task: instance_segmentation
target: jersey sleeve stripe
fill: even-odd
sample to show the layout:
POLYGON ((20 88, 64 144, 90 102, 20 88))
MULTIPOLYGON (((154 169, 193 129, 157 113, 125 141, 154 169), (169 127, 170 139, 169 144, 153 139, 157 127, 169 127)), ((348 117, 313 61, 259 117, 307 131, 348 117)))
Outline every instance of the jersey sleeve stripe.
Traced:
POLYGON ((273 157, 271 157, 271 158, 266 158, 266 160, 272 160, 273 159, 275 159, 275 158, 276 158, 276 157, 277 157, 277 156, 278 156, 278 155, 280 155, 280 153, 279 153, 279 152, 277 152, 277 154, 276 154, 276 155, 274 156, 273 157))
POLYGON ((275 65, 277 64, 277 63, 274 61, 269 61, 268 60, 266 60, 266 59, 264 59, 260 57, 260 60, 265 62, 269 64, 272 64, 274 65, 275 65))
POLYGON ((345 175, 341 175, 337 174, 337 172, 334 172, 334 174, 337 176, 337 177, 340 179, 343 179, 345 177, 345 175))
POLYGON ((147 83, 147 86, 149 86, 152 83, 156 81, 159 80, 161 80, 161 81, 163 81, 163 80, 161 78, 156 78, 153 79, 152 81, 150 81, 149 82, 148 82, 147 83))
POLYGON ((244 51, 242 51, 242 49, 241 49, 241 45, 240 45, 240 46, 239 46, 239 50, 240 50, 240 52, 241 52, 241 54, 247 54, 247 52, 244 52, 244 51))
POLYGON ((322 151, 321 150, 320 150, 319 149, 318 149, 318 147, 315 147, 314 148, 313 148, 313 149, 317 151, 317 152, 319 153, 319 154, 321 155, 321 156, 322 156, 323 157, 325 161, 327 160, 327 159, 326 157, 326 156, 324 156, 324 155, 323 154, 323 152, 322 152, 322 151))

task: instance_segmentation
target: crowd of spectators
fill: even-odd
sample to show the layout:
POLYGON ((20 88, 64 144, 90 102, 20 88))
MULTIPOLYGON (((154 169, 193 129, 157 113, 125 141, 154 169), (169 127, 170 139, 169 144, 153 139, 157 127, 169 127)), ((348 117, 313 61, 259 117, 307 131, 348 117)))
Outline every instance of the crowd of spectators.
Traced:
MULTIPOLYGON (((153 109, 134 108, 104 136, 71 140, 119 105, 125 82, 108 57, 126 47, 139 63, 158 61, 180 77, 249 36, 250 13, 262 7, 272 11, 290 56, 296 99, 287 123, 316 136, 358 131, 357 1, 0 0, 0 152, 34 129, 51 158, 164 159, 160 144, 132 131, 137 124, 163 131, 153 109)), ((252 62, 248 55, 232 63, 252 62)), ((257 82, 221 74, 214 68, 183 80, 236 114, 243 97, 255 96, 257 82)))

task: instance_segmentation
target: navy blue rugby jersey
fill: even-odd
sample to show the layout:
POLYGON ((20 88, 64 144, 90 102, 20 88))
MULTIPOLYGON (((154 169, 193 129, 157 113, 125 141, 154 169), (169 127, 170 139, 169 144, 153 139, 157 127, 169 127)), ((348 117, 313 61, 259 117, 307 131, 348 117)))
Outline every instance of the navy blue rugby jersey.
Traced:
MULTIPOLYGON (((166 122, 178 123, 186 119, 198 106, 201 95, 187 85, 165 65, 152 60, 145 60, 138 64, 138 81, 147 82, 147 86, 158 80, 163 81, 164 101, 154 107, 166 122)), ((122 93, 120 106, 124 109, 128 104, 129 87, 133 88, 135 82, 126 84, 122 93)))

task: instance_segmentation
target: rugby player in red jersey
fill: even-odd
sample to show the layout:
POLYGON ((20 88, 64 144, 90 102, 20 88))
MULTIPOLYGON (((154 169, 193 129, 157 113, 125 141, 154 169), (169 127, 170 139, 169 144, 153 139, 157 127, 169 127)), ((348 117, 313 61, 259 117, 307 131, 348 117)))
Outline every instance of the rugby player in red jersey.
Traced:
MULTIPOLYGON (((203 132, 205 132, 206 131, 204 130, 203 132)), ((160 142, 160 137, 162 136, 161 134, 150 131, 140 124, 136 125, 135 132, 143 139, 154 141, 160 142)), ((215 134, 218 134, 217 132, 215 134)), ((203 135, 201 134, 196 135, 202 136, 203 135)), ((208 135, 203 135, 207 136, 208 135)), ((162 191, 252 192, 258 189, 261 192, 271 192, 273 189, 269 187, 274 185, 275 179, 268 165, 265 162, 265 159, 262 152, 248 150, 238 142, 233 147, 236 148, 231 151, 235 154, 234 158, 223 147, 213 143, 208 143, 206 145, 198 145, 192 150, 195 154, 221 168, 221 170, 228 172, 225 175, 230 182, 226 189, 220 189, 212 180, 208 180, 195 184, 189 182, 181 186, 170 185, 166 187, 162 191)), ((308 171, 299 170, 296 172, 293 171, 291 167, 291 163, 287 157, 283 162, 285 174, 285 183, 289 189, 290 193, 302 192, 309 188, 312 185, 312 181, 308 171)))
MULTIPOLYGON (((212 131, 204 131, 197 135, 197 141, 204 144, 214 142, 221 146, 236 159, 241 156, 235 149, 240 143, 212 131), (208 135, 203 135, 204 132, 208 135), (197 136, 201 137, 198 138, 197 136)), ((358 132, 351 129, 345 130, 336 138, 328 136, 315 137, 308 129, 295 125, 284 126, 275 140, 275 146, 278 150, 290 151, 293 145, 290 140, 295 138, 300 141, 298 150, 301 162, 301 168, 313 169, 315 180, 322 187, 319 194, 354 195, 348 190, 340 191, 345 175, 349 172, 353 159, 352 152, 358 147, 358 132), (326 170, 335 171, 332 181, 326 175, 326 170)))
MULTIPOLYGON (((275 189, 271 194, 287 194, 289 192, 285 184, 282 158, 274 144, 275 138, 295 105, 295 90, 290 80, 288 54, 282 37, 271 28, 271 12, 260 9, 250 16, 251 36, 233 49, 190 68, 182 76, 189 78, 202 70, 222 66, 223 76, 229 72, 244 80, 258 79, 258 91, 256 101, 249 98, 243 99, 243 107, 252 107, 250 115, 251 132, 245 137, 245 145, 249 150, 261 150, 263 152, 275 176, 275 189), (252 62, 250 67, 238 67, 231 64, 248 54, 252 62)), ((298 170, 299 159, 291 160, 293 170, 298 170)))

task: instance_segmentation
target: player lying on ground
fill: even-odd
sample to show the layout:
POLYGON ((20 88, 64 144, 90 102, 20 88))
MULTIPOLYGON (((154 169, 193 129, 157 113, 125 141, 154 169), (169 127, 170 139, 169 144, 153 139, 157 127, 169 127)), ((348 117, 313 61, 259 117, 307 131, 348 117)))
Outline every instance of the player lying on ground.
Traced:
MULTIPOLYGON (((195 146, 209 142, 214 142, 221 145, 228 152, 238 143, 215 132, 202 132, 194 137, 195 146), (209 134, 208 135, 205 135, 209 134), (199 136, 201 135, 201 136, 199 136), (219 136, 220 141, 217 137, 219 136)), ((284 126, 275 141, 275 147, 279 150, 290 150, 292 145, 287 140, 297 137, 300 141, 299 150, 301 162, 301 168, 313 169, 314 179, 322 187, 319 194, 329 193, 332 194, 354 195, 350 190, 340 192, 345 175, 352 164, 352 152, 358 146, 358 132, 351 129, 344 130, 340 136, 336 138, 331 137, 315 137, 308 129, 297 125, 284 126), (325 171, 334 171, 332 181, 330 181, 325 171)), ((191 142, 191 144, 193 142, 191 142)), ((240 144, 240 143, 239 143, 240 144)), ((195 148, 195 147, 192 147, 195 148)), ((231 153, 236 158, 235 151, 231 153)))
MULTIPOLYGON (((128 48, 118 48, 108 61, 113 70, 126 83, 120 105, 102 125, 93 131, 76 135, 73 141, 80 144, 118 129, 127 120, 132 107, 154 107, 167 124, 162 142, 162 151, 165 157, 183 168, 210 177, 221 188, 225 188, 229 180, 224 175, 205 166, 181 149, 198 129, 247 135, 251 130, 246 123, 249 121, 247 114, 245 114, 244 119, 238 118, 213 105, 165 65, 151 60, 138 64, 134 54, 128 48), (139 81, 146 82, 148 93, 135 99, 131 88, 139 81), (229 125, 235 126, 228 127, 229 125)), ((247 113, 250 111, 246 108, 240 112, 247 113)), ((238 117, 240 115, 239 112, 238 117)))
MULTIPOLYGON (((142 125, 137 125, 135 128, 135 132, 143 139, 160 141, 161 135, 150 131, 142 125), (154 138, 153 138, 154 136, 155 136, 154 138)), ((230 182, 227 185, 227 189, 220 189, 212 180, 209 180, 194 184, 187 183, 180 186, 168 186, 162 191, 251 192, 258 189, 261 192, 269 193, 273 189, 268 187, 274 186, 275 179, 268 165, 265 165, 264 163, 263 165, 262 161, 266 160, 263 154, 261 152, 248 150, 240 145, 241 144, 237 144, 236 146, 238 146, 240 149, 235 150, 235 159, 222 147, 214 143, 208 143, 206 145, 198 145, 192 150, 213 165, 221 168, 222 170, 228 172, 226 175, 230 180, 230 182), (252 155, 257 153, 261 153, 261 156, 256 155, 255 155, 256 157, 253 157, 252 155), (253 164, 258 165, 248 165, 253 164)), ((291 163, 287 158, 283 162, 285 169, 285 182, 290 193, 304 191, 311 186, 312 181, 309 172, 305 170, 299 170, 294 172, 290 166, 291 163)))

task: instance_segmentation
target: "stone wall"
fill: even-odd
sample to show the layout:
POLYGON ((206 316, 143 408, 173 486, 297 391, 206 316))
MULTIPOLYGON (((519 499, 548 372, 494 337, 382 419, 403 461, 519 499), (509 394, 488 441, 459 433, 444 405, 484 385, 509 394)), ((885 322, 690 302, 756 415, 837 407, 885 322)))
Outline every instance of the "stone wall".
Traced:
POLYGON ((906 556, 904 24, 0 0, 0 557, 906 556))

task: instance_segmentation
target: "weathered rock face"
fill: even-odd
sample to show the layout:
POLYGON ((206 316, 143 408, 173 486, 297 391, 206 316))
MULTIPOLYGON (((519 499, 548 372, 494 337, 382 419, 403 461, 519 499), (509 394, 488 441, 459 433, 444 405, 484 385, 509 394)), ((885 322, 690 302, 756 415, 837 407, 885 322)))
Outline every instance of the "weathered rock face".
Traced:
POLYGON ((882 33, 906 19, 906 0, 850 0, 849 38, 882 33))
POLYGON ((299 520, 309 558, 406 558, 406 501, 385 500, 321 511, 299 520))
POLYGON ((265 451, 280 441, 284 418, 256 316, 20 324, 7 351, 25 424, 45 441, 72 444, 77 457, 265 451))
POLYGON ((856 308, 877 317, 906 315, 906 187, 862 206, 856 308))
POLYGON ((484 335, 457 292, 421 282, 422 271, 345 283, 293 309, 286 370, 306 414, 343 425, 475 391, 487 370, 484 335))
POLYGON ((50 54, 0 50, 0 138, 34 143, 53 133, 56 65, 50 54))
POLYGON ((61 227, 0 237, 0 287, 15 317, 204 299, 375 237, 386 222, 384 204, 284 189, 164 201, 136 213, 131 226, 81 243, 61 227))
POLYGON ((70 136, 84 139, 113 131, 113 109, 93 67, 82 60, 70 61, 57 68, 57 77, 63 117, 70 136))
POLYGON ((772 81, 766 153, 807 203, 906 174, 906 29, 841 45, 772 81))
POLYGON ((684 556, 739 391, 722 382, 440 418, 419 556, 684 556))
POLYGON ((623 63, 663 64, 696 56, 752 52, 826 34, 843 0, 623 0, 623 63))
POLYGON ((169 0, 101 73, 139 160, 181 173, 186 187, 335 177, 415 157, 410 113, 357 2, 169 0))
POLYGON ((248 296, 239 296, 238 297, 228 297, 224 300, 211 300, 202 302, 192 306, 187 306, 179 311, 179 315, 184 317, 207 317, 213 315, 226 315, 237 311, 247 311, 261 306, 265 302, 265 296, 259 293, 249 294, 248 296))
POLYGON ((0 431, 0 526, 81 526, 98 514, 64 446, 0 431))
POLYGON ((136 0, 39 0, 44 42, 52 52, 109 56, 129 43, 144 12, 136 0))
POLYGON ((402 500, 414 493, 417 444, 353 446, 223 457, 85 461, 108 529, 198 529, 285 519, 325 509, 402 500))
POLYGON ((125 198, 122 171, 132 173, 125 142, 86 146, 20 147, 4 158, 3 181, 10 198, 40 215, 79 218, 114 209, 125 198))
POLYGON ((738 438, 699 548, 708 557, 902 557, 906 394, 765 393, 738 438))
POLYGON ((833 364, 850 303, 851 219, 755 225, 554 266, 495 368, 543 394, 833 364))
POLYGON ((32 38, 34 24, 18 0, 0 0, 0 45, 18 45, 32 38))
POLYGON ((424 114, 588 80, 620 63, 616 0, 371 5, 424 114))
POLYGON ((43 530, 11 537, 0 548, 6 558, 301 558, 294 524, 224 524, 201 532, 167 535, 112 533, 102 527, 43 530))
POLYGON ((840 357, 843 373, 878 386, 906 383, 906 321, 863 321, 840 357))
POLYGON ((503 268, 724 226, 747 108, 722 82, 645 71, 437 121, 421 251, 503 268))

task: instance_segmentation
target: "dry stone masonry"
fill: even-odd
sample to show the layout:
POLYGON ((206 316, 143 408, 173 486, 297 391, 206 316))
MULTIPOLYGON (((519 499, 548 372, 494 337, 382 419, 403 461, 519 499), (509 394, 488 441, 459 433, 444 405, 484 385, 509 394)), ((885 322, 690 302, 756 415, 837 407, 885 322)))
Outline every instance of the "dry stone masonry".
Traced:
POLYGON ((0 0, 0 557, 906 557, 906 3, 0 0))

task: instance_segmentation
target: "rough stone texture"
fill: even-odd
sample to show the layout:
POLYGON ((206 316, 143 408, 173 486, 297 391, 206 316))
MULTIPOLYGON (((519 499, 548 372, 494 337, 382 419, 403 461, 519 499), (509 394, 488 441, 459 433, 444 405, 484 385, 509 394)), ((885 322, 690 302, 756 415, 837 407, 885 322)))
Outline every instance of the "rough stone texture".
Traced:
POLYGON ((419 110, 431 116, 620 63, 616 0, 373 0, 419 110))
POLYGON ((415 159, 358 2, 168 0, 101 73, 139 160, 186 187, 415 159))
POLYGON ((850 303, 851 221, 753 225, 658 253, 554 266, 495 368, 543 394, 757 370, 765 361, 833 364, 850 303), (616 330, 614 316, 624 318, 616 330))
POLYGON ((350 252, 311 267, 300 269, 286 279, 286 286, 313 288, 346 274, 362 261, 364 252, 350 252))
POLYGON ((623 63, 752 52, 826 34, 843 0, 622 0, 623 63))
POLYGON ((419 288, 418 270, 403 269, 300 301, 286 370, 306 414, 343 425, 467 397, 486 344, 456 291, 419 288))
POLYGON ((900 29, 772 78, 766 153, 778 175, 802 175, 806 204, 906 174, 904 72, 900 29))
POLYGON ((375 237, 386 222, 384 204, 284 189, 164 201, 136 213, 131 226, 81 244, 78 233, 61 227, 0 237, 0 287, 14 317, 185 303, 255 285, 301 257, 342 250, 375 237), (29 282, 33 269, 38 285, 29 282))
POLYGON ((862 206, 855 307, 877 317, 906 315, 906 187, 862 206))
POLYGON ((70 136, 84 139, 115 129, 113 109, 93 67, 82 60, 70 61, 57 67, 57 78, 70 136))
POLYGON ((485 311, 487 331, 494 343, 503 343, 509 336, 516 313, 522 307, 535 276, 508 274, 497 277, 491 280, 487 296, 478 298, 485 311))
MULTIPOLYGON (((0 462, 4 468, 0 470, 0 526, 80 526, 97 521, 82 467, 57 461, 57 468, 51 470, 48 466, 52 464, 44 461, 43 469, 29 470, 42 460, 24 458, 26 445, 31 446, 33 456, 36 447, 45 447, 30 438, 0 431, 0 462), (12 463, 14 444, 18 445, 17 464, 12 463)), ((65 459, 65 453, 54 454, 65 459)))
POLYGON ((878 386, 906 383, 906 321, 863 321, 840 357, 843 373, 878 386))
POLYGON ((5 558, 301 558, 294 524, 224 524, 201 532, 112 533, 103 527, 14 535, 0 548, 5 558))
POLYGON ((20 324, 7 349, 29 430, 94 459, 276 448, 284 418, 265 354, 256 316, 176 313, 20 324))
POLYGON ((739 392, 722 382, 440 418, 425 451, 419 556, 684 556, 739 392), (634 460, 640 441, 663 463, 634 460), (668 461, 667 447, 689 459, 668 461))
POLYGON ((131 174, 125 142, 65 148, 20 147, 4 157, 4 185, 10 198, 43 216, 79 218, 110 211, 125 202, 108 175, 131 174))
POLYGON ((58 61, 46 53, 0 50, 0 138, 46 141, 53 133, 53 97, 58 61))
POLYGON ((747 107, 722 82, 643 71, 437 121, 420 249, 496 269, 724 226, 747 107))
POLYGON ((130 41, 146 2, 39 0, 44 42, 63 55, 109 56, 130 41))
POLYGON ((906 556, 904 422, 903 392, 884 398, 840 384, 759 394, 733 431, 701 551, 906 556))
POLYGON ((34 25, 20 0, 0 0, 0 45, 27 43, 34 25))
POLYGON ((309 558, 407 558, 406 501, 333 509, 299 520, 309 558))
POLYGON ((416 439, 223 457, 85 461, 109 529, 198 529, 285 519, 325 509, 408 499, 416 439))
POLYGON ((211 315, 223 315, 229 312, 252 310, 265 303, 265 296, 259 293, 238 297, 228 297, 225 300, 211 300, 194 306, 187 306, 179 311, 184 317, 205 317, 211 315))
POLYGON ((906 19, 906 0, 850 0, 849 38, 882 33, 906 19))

● ● ● ● ● ● ●

EXERCISE:
Locate every line in the items containing the string "texture", with case counting, and copy each of those lines out.

SOLUTION FOR THIS EXERCISE:
target: "rough stone texture"
Outline every instance of the "rough stone texture".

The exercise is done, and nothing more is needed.